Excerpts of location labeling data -
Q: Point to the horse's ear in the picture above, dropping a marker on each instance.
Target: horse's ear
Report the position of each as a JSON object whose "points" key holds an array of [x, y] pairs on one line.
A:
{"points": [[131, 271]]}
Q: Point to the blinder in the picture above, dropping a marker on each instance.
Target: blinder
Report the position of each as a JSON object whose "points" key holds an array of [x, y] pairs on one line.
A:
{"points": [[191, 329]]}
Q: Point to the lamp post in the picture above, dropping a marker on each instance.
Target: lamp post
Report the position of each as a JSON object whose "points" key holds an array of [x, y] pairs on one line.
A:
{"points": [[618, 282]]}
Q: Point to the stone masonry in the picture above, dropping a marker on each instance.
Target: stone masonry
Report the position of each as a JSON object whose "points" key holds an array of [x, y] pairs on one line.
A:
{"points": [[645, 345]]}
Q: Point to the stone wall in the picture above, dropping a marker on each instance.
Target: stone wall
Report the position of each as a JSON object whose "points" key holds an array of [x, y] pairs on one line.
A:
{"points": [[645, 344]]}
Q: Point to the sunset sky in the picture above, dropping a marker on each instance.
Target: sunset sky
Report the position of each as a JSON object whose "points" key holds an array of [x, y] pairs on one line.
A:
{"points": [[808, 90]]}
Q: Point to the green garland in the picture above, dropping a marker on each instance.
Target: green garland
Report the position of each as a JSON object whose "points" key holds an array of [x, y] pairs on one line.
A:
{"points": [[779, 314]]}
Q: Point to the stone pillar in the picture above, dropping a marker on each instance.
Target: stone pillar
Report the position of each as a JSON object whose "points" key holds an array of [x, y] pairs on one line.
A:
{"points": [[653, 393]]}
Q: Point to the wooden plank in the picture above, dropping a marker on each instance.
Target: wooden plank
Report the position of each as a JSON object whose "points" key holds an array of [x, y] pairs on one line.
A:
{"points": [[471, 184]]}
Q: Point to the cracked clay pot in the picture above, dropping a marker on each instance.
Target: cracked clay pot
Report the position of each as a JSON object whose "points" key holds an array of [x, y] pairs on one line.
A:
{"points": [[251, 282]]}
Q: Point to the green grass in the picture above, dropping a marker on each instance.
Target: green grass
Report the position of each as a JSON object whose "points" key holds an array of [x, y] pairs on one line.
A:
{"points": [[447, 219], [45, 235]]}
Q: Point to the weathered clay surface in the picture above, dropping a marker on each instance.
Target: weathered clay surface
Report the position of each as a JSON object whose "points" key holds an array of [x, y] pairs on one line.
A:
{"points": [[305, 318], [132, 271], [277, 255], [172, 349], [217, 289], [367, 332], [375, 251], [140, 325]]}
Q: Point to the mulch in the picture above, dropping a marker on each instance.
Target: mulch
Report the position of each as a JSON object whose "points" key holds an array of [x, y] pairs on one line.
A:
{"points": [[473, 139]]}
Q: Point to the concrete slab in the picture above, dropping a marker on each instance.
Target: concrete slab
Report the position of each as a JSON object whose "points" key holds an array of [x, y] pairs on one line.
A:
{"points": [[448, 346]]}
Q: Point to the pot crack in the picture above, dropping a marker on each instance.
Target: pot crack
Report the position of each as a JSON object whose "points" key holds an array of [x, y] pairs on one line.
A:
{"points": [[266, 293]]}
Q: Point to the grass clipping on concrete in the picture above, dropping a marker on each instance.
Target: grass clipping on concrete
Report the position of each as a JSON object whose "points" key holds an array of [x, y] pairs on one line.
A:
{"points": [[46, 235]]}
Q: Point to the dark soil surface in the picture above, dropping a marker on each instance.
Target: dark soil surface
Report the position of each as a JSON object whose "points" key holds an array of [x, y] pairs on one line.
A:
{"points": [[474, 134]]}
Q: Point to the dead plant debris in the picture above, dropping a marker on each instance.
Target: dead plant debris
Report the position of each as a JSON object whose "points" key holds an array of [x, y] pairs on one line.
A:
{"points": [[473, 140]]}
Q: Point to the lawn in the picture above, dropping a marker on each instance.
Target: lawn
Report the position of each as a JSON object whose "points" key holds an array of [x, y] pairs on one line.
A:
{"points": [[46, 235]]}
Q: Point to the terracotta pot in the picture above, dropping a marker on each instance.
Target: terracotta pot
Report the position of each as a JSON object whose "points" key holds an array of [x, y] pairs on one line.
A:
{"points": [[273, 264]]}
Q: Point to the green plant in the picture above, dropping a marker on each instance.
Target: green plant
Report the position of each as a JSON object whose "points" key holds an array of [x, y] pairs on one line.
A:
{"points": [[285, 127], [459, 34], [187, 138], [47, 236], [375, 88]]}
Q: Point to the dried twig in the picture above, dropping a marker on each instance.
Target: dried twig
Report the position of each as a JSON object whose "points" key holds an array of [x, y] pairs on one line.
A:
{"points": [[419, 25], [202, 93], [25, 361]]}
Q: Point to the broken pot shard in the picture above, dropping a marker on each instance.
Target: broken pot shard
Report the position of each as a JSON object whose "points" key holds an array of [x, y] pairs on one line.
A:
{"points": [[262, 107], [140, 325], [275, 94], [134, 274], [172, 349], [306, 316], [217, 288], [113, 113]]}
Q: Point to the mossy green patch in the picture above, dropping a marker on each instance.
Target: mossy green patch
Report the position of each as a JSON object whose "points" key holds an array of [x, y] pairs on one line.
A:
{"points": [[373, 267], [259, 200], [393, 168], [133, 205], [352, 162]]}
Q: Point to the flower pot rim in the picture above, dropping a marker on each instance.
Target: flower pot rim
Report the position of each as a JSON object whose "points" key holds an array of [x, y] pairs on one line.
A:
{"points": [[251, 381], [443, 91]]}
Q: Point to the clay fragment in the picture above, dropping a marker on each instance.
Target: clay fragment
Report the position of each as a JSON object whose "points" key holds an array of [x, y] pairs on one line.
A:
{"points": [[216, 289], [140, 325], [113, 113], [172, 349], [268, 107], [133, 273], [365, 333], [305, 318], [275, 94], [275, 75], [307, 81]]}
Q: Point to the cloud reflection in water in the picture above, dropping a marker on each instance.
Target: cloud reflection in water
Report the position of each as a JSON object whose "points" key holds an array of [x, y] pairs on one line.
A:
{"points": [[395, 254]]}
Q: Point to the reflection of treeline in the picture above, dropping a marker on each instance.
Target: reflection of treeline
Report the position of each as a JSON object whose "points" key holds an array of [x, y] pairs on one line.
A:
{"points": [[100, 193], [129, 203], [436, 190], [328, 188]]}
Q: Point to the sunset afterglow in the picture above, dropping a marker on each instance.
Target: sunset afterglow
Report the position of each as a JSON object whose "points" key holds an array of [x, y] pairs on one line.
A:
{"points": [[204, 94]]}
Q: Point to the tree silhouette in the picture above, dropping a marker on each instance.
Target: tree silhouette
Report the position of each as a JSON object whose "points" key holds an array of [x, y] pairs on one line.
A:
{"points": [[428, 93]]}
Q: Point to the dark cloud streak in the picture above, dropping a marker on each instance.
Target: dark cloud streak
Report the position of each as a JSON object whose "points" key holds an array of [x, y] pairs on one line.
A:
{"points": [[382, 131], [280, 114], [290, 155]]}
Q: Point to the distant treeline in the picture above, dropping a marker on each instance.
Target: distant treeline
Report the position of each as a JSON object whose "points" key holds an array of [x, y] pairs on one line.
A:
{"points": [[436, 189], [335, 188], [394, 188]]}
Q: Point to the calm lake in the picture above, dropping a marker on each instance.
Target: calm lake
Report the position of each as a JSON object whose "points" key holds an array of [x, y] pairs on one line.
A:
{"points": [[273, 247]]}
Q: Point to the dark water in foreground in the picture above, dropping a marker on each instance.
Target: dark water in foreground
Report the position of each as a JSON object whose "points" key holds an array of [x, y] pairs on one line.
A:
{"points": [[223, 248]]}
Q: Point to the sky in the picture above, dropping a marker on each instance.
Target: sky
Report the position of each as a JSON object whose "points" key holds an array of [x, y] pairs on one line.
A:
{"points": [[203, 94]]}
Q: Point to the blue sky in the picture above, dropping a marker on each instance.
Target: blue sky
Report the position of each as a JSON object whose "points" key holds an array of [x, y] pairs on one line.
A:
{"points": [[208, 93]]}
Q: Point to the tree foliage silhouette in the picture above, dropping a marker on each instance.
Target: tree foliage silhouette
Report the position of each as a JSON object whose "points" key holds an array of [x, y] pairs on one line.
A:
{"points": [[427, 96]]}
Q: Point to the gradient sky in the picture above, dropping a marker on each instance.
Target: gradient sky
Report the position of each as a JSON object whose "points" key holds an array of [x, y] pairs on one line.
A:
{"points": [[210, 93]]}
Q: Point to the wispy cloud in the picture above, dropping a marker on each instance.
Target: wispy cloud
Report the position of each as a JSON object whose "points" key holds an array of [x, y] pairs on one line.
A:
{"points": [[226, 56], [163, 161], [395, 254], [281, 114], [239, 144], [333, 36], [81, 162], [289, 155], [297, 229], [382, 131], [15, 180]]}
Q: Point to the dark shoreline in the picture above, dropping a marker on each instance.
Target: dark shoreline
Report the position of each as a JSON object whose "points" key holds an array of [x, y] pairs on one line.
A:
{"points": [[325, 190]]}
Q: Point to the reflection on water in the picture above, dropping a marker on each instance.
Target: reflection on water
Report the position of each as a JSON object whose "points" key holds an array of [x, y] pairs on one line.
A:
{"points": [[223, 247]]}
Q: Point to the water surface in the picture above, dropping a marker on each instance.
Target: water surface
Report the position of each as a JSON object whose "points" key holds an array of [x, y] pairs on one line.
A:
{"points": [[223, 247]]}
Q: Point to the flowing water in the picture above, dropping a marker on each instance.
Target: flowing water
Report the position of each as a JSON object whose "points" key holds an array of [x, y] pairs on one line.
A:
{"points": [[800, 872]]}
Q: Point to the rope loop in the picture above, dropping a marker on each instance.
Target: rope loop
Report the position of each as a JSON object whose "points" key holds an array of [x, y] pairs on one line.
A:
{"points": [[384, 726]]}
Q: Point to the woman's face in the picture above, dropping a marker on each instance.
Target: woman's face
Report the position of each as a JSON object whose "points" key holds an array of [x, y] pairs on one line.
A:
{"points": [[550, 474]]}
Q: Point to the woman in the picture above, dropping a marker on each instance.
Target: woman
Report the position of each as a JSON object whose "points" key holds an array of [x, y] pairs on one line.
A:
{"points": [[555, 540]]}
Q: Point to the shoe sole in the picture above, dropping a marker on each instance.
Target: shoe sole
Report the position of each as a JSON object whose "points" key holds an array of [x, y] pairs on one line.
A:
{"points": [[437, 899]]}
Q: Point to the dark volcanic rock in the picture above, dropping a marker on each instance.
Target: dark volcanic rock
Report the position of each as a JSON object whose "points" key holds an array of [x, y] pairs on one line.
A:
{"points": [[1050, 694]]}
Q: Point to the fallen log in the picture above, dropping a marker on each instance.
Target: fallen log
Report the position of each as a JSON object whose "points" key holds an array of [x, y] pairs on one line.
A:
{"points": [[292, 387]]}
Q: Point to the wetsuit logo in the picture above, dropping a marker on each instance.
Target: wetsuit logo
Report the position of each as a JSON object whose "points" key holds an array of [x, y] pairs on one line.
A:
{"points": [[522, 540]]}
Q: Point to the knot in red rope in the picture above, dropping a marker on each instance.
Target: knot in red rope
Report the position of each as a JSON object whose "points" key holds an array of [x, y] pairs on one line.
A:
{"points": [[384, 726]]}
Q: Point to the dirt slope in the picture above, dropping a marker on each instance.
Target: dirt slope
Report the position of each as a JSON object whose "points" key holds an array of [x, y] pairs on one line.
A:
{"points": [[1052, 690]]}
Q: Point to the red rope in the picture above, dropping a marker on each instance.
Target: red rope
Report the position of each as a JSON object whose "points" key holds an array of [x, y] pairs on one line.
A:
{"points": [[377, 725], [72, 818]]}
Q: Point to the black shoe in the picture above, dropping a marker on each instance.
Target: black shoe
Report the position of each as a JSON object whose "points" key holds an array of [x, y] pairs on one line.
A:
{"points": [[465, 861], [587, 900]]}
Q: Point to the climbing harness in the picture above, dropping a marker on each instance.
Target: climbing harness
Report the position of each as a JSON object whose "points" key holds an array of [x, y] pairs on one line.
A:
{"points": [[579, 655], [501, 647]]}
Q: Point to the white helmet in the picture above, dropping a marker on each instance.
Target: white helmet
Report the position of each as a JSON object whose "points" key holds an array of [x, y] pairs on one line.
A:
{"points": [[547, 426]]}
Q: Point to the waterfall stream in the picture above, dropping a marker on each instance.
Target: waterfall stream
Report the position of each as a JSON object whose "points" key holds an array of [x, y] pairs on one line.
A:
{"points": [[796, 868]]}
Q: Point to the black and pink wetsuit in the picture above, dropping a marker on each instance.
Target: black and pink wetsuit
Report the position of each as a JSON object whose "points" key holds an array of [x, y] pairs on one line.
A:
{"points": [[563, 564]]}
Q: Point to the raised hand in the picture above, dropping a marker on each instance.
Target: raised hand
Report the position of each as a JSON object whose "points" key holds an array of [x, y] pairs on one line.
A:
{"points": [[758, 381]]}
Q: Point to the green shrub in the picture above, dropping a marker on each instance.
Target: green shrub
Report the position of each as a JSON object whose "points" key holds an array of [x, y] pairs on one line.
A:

Your instructions -
Only the lines from the one containing "Q: Point to the dirt" to the end of the listing belong in the output, each reproduced exactly.

Result below -
Q: Point to the dirt slope in the picture above, dropping a marker on each instance.
Target: dirt slope
Report the position of each as a JSON object whose "points" key holds an array of [x, y] pairs on one line.
A:
{"points": [[1052, 690]]}
Q: Point to the red rope in the picture above, dropping a marker on each instance.
Target: red rope
Report the position of each as a JSON object whose "points" key holds an array of [x, y] pairs on one line.
A:
{"points": [[377, 725], [72, 818]]}
Q: Point to the black shoe in the picture above, dropping a marker on each instance.
Target: black shoe
Report the position of each as a JSON object whose "points" key holds an array of [x, y] pairs on one line.
A:
{"points": [[465, 861], [587, 900]]}
Q: Point to the climbing harness in the picture above, dropping a marker on each instance.
Target: climbing harness
Report the position of each as a JSON object whose "points" key holds an array of [x, y] pairs on one line.
A:
{"points": [[579, 655], [501, 647]]}
Q: Point to the white helmet in the picture above, dropping a marker on each instance.
Target: white helmet
Report the position of each as a JSON object whose "points" key holds an array of [x, y] pairs on one line.
A:
{"points": [[547, 426]]}
Q: Point to the waterfall stream in the picture above, dropping a marker on each instance.
Target: waterfall stream
Report the position of each as a JSON object whose "points" key holds an array of [x, y] pairs on one line.
A:
{"points": [[796, 868]]}
Q: Point to the black and pink wetsuit in the picture above, dropping a marker on each instance.
Target: black and pink wetsuit
Report the position of each as a JSON object whose "points" key holds an array of [x, y] pairs on one line.
A:
{"points": [[563, 564]]}
Q: Point to the raised hand in the picture above, dropping a marker on each instance.
Target: raised hand
Report the position of each as a JSON object whose "points" key holds an array of [x, y] pairs on one line.
A:
{"points": [[758, 381]]}
Q: Point to the green shrub in the picture above, dropping a marker on each instance.
Target: green shrub
Report the position of each as a JSON object whose "points" key holds an array of [x, y] pairs on one line.
A:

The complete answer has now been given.